Ecología

¿Volar menos o no volar?

2019-08-05

Un movimiento que reivindica reducir los vuelos o, incluso, dejar de volar por completo por un...

Raquel Seco | El País

La actriz Emma Thompson voló en abril de Los Ángeles a Londres (8,600 kilómetros) para participar en las protestas de Extinction Rebellion, el grupo activista contra el cambio climático nacido en el Reino Unido. Los críticos se le echaron encima: ¿de verdad valió la pena, se preguntaban, una huella de carbono de dos toneladas para participar en una manifestación ecologista?

Con cada vez más frecuencia, alguien en el mundo se cuestiona algo parecido. Y, como respuesta, un movimiento que reivindica reducir los vuelos o, incluso, dejar de volar por completo por un tiempo o indefinidamente, parece estar pasando de lo anecdótico —una apuesta radical y poco realista— a lo culturalmente relevante. Se habla de ello, principalmente, gracias a la mediática activista medioambiental sueca Greta Thunberg. La adolescente recorrió en abril Europa (Estocolmo, Estrasburgo, Roma y Londres) en su campaña de concienciación, y lo hizo en tren —no coge aviones desde 2015—. “Recientemente me han invitado a hablar en Panamá, Nueva York, San Francisco, Abu Dabi, Vancouver… Tristemente, nuestro presupuesto de CO2 no permite estos viajes”, explicó el año pasado en ­Twitter. “Mi generación no podrá volar más que para emergencias si no nos tomamos en serio la advertencia sobre el límite de 1,5 grados de temperatura”, añadió, refiriéndose a los objetivos del Acuerdo de París para limitar el aumento del calentamiento global. Esta semana ha trascendido que Thunberg asistirá en septiembre a la Cumbre sobre Acción Climática de Naciones Unidas en un velero que usa energía solar, el Malizia II. El viaje, al que ha sido invitada, le llevará dos semanas.

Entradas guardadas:

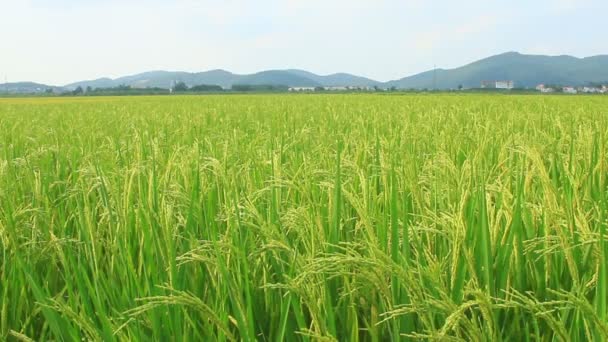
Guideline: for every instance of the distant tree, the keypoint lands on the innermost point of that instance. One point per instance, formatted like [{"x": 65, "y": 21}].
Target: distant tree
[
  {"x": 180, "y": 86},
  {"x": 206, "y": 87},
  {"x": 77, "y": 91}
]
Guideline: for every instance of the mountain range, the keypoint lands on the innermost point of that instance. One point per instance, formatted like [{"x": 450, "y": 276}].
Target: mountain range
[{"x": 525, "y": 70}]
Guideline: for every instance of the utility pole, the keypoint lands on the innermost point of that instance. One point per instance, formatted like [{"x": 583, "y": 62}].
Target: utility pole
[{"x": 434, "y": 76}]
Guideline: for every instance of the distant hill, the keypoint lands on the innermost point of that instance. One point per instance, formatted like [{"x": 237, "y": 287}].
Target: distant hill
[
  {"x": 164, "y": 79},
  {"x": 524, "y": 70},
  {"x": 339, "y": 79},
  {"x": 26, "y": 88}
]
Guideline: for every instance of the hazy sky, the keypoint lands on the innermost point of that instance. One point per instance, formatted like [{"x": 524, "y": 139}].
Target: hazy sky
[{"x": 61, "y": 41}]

• **Ejercicio propuesto 1**: Copia el artículo sobre volar menos desde "La actriz Emma" hasta "una manifestación ecologista?", y cambia "Los Ángeles" por "Nueva York".
• **Ejercicio propuesto 2**: Según el artículo sobre volar menos, ¿en qué embarcación asistirá Greta Thunberg a la Cumbre sobre Acción Climática de Naciones Unidas?
El material no interviene en este ejercicio.

• **Solución completa 1**:
La actriz Emma Thompson voló en abril de Nueva York a Londres (8,600 kilómetros) para participar en las protestas de Extinction Rebellion, el grupo activista contra el cambio climático nacido en el Reino Unido. Los críticos se le echaron encima: ¿de verdad valió la pena, se preguntaban, una huella de carbono de dos toneladas para participar en una manifestación ecologista?

• **Solución completa 2**: En el Malizia II, un velero que usa energía solar.